▸ **Exercise brief**
Look through the listing below and copy out every line that contains the word "shelf". The match must be case-sensitive.
>> begin Information shown
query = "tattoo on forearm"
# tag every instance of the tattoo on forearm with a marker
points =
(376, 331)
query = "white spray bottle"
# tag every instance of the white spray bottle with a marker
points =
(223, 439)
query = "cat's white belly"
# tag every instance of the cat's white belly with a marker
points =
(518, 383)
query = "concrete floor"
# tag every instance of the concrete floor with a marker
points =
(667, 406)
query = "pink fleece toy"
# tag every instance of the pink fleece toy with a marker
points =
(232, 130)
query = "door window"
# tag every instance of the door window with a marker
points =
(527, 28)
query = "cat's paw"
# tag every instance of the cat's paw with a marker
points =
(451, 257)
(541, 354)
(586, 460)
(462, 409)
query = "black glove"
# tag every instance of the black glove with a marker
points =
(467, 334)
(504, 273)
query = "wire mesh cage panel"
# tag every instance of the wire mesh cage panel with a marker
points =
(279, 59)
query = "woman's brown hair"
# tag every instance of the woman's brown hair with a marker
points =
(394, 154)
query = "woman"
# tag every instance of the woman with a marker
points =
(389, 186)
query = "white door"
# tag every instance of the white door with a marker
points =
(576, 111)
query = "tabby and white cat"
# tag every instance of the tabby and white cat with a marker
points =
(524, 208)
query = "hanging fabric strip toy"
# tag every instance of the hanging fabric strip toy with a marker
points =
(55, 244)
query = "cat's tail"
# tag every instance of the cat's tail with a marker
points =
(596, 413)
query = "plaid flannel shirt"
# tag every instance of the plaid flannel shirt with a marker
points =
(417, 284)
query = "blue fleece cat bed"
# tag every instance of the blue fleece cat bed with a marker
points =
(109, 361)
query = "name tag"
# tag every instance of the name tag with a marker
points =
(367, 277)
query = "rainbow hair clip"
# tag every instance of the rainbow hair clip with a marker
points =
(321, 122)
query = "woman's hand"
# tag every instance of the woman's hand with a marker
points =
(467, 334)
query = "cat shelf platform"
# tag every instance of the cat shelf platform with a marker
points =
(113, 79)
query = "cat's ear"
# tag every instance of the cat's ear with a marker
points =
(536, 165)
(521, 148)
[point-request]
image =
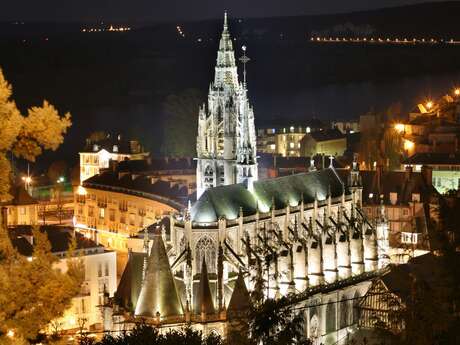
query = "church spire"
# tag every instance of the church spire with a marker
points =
(226, 70)
(225, 21)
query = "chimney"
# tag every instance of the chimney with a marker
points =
(114, 165)
(408, 172)
(427, 174)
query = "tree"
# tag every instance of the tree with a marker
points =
(148, 335)
(26, 136)
(33, 292)
(56, 170)
(181, 123)
(275, 322)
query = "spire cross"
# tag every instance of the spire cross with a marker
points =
(225, 21)
(244, 59)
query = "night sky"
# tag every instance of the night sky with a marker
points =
(161, 10)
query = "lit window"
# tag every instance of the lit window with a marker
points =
(409, 238)
(393, 198)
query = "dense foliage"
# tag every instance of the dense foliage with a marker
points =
(32, 291)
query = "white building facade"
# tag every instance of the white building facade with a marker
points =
(100, 269)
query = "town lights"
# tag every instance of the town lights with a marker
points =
(27, 179)
(399, 127)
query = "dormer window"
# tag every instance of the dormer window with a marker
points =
(393, 198)
(409, 237)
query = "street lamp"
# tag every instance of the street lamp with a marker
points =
(399, 127)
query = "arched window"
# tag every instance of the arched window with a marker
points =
(330, 317)
(182, 244)
(206, 249)
(344, 318)
(314, 327)
(356, 300)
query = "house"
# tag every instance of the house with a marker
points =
(22, 209)
(329, 142)
(96, 155)
(445, 167)
(424, 278)
(407, 200)
(99, 269)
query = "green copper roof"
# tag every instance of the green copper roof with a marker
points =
(240, 300)
(131, 281)
(158, 293)
(226, 201)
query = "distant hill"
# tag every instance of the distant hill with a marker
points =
(435, 19)
(118, 82)
(431, 19)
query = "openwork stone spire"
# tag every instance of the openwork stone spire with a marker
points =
(226, 141)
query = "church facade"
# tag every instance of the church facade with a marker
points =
(301, 235)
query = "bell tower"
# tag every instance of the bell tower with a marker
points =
(226, 140)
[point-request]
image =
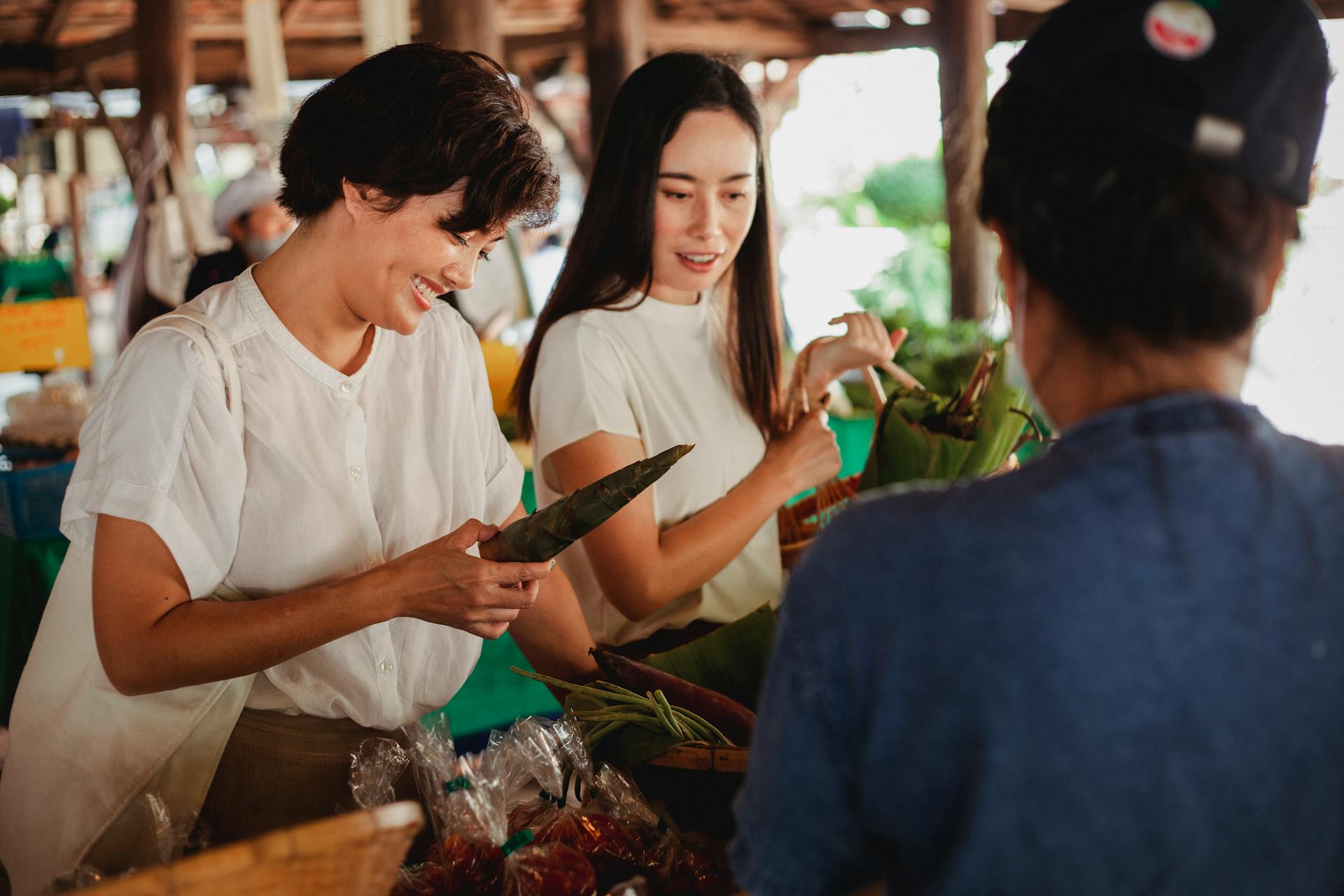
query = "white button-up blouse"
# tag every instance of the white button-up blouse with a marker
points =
(336, 475)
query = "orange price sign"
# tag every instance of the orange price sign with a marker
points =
(43, 335)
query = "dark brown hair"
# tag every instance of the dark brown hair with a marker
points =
(610, 254)
(1129, 237)
(413, 121)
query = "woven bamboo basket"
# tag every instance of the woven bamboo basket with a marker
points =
(696, 783)
(351, 855)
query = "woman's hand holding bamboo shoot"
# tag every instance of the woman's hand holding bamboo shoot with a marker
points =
(441, 583)
(804, 457)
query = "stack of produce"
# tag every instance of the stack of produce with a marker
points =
(702, 692)
(594, 839)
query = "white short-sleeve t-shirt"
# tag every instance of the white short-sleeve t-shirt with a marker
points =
(335, 475)
(657, 372)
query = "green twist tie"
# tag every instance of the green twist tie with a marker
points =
(521, 839)
(457, 783)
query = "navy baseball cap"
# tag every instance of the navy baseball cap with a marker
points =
(1237, 83)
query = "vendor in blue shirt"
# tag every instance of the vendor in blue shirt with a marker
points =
(1120, 669)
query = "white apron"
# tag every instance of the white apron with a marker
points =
(111, 747)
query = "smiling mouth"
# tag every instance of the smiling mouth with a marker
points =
(699, 262)
(425, 290)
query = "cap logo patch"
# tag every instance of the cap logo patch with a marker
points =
(1179, 29)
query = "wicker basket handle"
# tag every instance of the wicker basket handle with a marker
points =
(796, 402)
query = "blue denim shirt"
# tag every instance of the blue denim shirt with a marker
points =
(1117, 671)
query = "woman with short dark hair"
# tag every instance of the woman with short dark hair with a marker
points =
(339, 480)
(663, 328)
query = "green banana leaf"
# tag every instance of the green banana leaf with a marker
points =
(730, 660)
(629, 745)
(1003, 416)
(924, 437)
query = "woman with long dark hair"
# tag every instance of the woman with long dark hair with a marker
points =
(664, 328)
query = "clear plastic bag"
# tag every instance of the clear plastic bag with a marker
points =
(433, 758)
(374, 770)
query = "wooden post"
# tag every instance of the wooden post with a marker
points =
(965, 33)
(616, 42)
(77, 216)
(164, 67)
(464, 24)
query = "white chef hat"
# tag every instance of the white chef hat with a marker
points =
(258, 186)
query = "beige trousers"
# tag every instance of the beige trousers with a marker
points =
(283, 770)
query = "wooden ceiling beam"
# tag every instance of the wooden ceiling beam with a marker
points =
(289, 15)
(74, 59)
(59, 14)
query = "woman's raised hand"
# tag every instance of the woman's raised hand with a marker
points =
(806, 456)
(864, 343)
(441, 583)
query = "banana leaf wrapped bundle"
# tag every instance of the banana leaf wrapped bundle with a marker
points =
(923, 435)
(547, 531)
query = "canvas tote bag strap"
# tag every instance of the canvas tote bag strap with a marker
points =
(191, 323)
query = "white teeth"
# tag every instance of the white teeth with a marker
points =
(424, 288)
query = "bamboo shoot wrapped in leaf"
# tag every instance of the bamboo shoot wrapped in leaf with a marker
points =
(924, 435)
(550, 530)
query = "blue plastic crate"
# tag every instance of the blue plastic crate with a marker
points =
(31, 498)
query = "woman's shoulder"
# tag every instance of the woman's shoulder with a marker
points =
(441, 330)
(582, 335)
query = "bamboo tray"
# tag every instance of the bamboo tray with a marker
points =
(351, 855)
(705, 758)
(696, 783)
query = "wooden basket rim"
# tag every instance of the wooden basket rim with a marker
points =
(705, 758)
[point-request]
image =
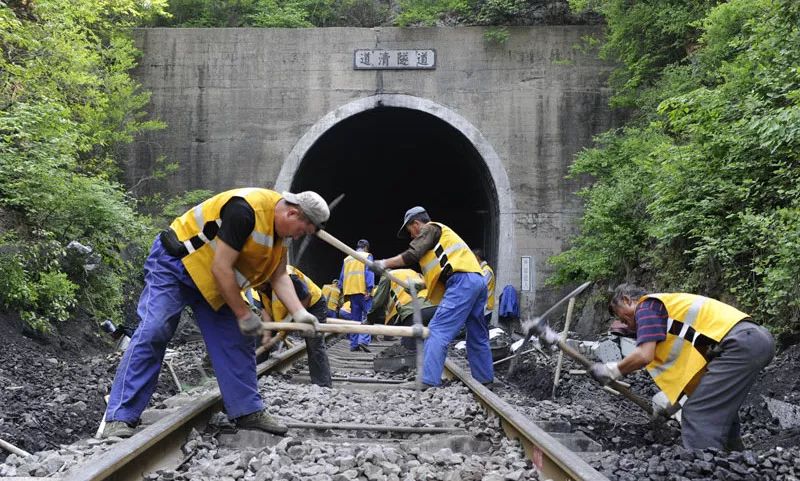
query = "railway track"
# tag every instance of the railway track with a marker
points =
(363, 428)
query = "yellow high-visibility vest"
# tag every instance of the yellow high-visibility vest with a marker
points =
(451, 254)
(694, 322)
(354, 280)
(488, 276)
(278, 310)
(400, 297)
(260, 255)
(332, 293)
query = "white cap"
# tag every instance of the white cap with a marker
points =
(409, 214)
(312, 205)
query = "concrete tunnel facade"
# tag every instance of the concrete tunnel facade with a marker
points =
(484, 140)
(387, 153)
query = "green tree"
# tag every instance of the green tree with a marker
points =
(66, 103)
(700, 192)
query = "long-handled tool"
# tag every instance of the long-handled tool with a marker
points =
(417, 316)
(307, 239)
(541, 327)
(526, 326)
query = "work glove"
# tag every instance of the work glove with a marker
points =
(549, 336)
(302, 315)
(378, 267)
(250, 325)
(605, 373)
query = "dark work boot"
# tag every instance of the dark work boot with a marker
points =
(262, 421)
(117, 429)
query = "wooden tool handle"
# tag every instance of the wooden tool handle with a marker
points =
(636, 399)
(375, 330)
(327, 237)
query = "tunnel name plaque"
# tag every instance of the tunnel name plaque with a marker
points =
(408, 59)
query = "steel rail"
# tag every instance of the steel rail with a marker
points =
(148, 446)
(148, 450)
(549, 456)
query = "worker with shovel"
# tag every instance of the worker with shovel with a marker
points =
(697, 347)
(230, 242)
(392, 305)
(454, 281)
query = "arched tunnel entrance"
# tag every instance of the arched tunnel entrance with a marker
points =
(386, 160)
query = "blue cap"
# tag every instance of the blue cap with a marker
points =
(401, 234)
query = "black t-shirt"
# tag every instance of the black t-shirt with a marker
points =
(238, 222)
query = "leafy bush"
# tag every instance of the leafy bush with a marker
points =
(67, 104)
(701, 192)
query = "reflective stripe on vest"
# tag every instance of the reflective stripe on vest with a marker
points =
(278, 309)
(488, 275)
(451, 254)
(398, 296)
(694, 324)
(259, 256)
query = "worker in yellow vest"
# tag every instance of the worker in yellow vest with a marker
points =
(333, 296)
(344, 312)
(311, 296)
(357, 282)
(488, 276)
(455, 282)
(697, 347)
(393, 305)
(230, 242)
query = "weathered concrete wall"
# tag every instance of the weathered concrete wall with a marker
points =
(237, 101)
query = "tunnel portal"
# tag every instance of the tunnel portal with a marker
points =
(386, 160)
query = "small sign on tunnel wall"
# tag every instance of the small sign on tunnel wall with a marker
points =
(372, 59)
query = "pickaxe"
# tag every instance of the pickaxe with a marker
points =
(526, 326)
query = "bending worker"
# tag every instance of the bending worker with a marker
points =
(310, 296)
(488, 276)
(357, 282)
(693, 346)
(230, 242)
(333, 296)
(454, 282)
(393, 305)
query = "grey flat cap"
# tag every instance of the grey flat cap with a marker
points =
(401, 234)
(312, 205)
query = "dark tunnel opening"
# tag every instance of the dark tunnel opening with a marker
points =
(384, 161)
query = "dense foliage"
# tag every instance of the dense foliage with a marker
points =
(66, 103)
(701, 191)
(362, 13)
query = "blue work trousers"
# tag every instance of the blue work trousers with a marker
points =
(167, 291)
(461, 306)
(359, 307)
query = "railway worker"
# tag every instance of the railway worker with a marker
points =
(455, 282)
(333, 296)
(697, 347)
(393, 305)
(357, 282)
(310, 296)
(488, 276)
(231, 241)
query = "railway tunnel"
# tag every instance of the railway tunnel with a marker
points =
(386, 160)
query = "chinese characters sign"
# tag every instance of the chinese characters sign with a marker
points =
(394, 59)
>> end Information shown
▸ **Exercise result**
query = "cat shelf platform"
# tag every instance of the cat shelf platform with a marker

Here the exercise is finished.